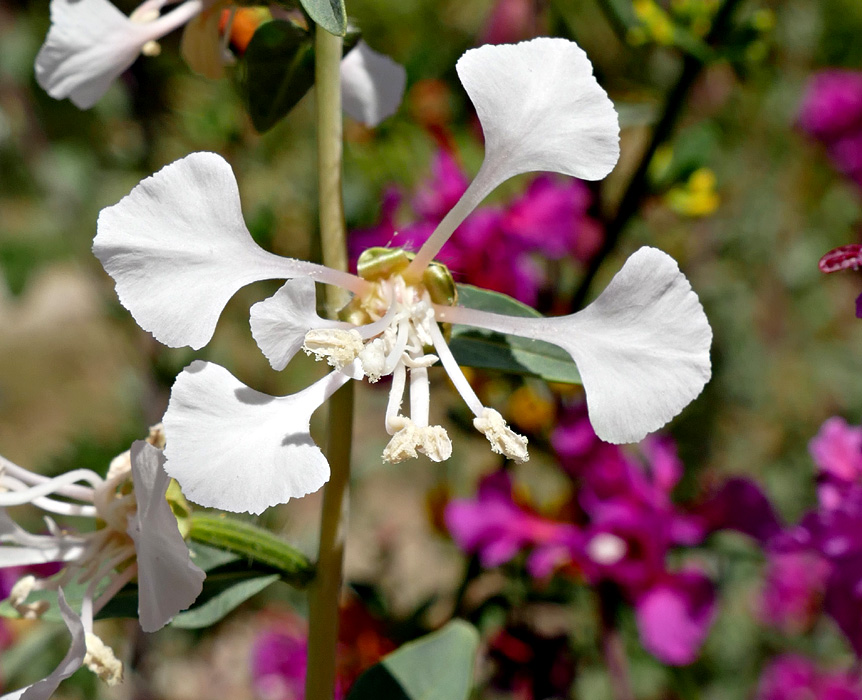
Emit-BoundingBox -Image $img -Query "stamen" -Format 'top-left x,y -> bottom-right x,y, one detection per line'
0,476 -> 97,518
410,367 -> 431,428
473,408 -> 530,464
383,418 -> 452,464
382,318 -> 410,376
84,632 -> 123,685
0,456 -> 97,503
386,363 -> 407,435
429,323 -> 485,418
302,328 -> 365,370
587,532 -> 628,566
0,469 -> 109,507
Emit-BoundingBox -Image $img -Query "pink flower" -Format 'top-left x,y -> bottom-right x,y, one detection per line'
635,571 -> 717,666
760,551 -> 831,633
808,416 -> 862,510
799,70 -> 862,142
445,471 -> 580,578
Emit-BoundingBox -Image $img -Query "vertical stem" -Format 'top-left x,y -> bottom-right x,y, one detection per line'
305,21 -> 353,700
571,0 -> 740,312
598,584 -> 634,700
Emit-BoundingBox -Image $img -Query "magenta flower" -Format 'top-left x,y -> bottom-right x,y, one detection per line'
635,570 -> 717,666
757,654 -> 862,700
760,550 -> 831,634
799,70 -> 862,187
251,627 -> 320,700
445,471 -> 580,578
350,150 -> 602,305
808,416 -> 862,510
799,70 -> 862,142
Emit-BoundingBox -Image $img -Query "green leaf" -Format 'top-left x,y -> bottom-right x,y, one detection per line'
449,284 -> 581,384
189,513 -> 314,588
171,572 -> 280,629
243,20 -> 314,133
347,620 -> 479,700
300,0 -> 347,36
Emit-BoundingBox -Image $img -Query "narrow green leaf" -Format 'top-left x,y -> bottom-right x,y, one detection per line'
449,284 -> 581,384
347,620 -> 479,700
189,513 -> 314,588
171,572 -> 279,629
300,0 -> 347,36
242,20 -> 314,132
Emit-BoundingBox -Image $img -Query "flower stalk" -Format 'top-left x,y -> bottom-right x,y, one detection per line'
305,21 -> 353,700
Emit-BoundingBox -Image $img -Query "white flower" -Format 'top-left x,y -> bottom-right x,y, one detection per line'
0,438 -> 205,700
36,0 -> 406,126
93,38 -> 712,513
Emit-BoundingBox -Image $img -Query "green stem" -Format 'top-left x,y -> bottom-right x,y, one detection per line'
189,513 -> 314,588
305,21 -> 353,700
571,0 -> 740,311
598,584 -> 634,700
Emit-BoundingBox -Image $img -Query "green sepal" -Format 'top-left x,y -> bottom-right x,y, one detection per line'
449,284 -> 581,384
347,620 -> 479,700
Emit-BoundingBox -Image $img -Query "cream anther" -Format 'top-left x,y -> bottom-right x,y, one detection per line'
84,632 -> 123,685
402,355 -> 440,369
9,576 -> 49,620
359,338 -> 387,384
383,418 -> 452,464
302,328 -> 365,369
473,408 -> 530,464
587,532 -> 628,566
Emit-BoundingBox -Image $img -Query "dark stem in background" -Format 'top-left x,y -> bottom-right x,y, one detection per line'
571,0 -> 740,312
598,583 -> 635,700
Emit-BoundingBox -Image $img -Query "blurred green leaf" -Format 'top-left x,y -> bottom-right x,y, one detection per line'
171,572 -> 280,629
300,0 -> 347,36
347,620 -> 479,700
243,20 -> 314,133
449,284 -> 581,384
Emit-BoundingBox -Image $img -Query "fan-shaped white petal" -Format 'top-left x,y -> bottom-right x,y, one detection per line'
128,440 -> 206,632
437,248 -> 712,443
341,41 -> 407,127
93,153 -> 346,349
457,37 -> 619,186
251,277 -> 345,370
164,361 -> 349,513
36,0 -> 202,109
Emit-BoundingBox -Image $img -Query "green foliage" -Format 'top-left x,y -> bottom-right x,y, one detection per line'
189,513 -> 314,588
347,620 -> 479,700
171,572 -> 279,629
449,284 -> 581,384
242,20 -> 314,133
300,0 -> 347,36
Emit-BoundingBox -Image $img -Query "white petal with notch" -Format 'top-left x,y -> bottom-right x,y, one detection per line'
341,41 -> 407,127
93,153 -> 325,350
6,589 -> 87,700
437,248 -> 712,443
164,360 -> 350,514
128,440 -> 206,632
251,277 -> 345,370
457,37 -> 619,189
===
**What is required:** Pick out every line of the records above that contains the word "flower" and copy each of those lines.

**Response to the exercise:**
Emit-BoundingBox -Image $img -Query "pink flower" -Format 'top-left x,y -> bottom-right x,y, one detection per line'
Emit-BoundingBox -Image $img -Query "magenta flower" -Format 'top-left x,y -> bottom-right x,y, one detection per line'
Emit-BoundingBox -Image $img -Query "flower stalk" -Format 'top-left x,y -> bottom-right x,y, one detection per line'
Emit-BoundingBox -Image $img -Query "white flower" -Format 'top-left x,y -> bottom-right x,y, one detection per line'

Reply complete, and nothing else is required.